Work instruction 1 =>
Summarize the article on the T-shirt suspension case in two sentences.
Work instruction 2 =>
Carry on the article about the T-shirt suspension case from the point where it stops.

**** Provided passage

T-shirt with factual message gets boy suspended: Supreme Court now involved
A coalition of many groups, organizations and states is asking the U.S. Supreme Court to overturn a school’s decision to apply its own political ideology to students’ speech, and censor by ejecting from class those with other perspectives.
It’s all over a student who wore a T-shirt stating “There are only two genders,” and was tossed from his school. Then he tried to wear one that said “There are CENSORED genders” and he got the same result.
The fight revolves around the ideology that has become prominent under the Joe Biden-Kamala Harris administration’s activism for the LGBT lifestyle choices that focuses on the simple definitions of words.
“Sex” and “gender,” according to Merriam-Webster, for some 500 years referred to biology, “Phrases like ‘the male sex’ and ‘the female gender'” were commonly understood to mean those with DNA containing XX or XY chromosomes.
“Gender,” now, according to progressives and other leftists, can mean “a person’s internal sense of being male, female, some combination of male and female, or neither male nor female,” the dictionary alleges.

********
**** Data for review

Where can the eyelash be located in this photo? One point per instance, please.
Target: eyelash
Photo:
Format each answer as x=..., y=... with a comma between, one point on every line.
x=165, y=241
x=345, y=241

********

Your response 1 =>
A coalition of groups, organizations and states is asking the U.S. Supreme Court to overturn a school's decision to eject a student who wore a T-shirt reading "There are only two genders," a result that was repeated when he wore one reading "There are CENSORED genders." The article says the fight centers on the definitions of "sex" and "gender," which it says referred to biology for some 500 years according to Merriam-Webster but which progressives now use to mean a person's internal sense of being male, female, both or neither.

Your response 2 =>
“Sex” often now is used to refer to biology while “gender” means “behavioral, cultural, and psychological traits,” it says.
“But in nonmedical and nontechnical contexts, there is no clear delineation, and the status of the words remains complicated,” it explains. “Usage of ‘sex’ and ‘gender’ is by no means settled.”
Then came student “L.M.,” Liam Morrison, and his shirts.
One of the supporting briefs, filed by the Foundation for Individual Rights and Expression, pointed out that the lower courts couldn’t even agree on why they were attacking the student’s rights.
“The district court denied L.M.’s request for a preliminary injunction and later entered final judgment against him, reasoning that the shirt constituted an impermissible ‘invasion of the rights of others’… The First Circuit affirmed on alternative grounds, adopting a novel test that would allow schools to censor speech that neither targets nor harasses a specific student,” the brief charges.
That precedent, FIRE said, allows schools to target “passive, silently expressed speech that targets no student in particular if the student’s expression (1) is reasonably interpreted to demean one of those characteristics of personal identity, given the common understanding that such characteristics are unalterable or otherwise deeply rooted and that demeaning them strikes a person at the core of his being, and (2) the demeaning message is reasonably forecasted to poison the educational atmosphere due to its serious negative psychological impact on students with the demeaned characteristic and thereby lead to symptoms of a sick school – symptoms therefore of substantial disruption.”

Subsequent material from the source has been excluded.